* Excerto da página:
════════════════
O melhor exemplo até ao momento é a votação pelos partidos da oposição de uma disposição que bloqueia a construção da linha circular do Metro em Lisboa. É uma votação que não devia surpreender ninguém. Primeiro, porque todos os partidos da oposição se opunham a essa obra, tendo-a contestado na altura própria. Depois, porque se trata da violação de um compromisso eleitoral do PS, que garantiu que não avançaria com nenhuma grande obra pública sem obter antes um consenso alargado.
Não vou discutir aqui quem tem razão, apesar de me sobrarem muito boas razões para desconfiar da opção de construir a linha circular. O ponto não é esse. O ponto é que todos os partidos que votaram aquela proposta do PAN estavam a votar de acordo com aquilo que defendem, não estavam a votar com qualquer intenção “negativa”. Porquê então usar a expressão “coligação negativa”?
A lógica mediática vesga e burra dirá que é “negativa” porque é contra-natura partidos de esquerda e de direita coincidirem numa votação só para contrariar o Governo. Como argumentei há 10 anos, na altura em que a máquina de propaganda Sócrates inventou a expressão “coligação negativa”, quando um governo não tem maioria, sobretudo quando não a tem por opção política própria (foi o PS que não quis fazer nenhum acordo para esta legislatura), é sobre esse governo que recai o ónus de construir maiorias para cada uma das suas políticas. Não é dever das oposições salvarem os governos quando se veem num aperto, bem pelo contrário.
Acontece porém que, em política, conta muito o domínio da linguagem, que no fundo é o domínio da “narrativa”. É por isso que não é neutro usar a propósito e a despropósito frases ou expressões com conotações positivas ou negativas. Estando-se distraído é fácil tomar o verdadeiro por falso ou o falso por verdadeiro, dependendo apenas da convicção colocada no discurso político.
A expressão “coligação negativa” é um exemplo típico desta forma de actuar: a partir do momento que o rótulo é colado a uma qualquer decisão, quem a tomou já está a perder. É esse o segredo da “novilíngua”, essa expressão inventada por George Orwell no seu famoso “1984”, e que associou ao de “duplopensamento”, isto é, à capacidade de utilizar as palavras de formas totalmente opostas conforme os interesses do momento.
Se na obra-prima de Orwell, Guerra é Paz e Liberdade é Escravidão, na novilíngua e no duplopensamento do tempo de Sócrates, tal como nestas ressuscitadas “coligações negativas”, aprovar é igual a rejeitar e positivo é igual a negativo. Quando as usamos estamos a diminuir o significado de democracia, estamos limitar a capacidade de pensar fora dos estreitos limites impostos pela língua de pau do comentariato oficial e estamos a considerar que o papel das oposições, num parlamento democrático, é pouco mais do que o de um verbo de encher.
════════════════
* Material fornecido:
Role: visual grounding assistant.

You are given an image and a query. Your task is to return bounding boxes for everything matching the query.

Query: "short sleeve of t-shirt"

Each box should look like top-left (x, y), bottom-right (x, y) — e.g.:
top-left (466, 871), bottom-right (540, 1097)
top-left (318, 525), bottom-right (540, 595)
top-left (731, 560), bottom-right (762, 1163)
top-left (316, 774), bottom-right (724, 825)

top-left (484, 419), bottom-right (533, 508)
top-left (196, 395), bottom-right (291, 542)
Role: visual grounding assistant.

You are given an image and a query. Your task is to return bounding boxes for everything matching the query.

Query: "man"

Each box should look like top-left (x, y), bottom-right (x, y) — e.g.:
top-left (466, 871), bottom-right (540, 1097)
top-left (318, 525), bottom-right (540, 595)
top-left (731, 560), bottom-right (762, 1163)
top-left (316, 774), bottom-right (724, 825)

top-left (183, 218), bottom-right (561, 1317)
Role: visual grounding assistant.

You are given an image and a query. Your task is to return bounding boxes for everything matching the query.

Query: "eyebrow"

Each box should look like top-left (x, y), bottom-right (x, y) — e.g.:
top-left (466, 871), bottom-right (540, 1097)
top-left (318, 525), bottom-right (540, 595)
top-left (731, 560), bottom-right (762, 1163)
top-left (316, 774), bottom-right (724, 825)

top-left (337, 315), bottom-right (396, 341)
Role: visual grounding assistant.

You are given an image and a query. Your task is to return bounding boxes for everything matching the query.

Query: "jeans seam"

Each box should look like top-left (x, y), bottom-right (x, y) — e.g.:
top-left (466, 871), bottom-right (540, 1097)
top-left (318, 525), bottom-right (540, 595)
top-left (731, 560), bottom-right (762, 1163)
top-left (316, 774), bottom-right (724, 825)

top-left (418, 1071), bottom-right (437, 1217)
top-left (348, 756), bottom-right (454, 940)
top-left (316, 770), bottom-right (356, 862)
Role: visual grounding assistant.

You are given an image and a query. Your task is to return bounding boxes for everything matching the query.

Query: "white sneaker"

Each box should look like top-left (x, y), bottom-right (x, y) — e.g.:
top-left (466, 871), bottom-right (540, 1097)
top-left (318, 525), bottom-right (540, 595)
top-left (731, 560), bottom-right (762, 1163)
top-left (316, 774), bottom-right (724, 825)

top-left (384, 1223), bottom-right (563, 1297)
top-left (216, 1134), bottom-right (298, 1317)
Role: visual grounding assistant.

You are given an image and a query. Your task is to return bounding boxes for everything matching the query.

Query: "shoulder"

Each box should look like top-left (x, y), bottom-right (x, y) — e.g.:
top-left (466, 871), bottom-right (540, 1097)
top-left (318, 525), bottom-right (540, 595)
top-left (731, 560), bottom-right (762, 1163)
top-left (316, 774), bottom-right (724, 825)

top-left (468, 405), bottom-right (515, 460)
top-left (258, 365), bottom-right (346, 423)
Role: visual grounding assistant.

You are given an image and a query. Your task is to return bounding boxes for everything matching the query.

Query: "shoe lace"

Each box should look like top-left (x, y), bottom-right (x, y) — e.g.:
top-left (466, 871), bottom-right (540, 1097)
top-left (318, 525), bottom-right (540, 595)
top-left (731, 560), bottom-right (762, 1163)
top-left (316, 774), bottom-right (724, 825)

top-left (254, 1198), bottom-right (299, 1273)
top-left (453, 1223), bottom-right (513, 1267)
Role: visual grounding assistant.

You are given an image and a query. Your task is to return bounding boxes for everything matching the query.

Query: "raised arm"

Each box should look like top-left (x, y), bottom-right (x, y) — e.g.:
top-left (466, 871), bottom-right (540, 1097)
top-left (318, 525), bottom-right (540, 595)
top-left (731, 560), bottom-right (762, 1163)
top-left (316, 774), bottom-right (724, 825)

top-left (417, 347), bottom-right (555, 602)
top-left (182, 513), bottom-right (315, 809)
════════════════
* Objetivo da tarefa: Reproduza sem alterações a passagem do texto sobre a expressão "coligação negativa" que começa nas palavras "A lógica mediática" e termina logo após "bem pelo contrário.".

* Resultado do exercício:
A lógica mediática vesga e burra dirá que é “negativa” porque é contra-natura partidos de esquerda e de direita coincidirem numa votação só para contrariar o Governo. Como argumentei há 10 anos, na altura em que a máquina de propaganda Sócrates inventou a expressão “coligação negativa”, quando um governo não tem maioria, sobretudo quando não a tem por opção política própria (foi o PS que não quis fazer nenhum acordo para esta legislatura), é sobre esse governo que recai o ónus de construir maiorias para cada uma das suas políticas. Não é dever das oposições salvarem os governos quando se veem num aperto, bem pelo contrário.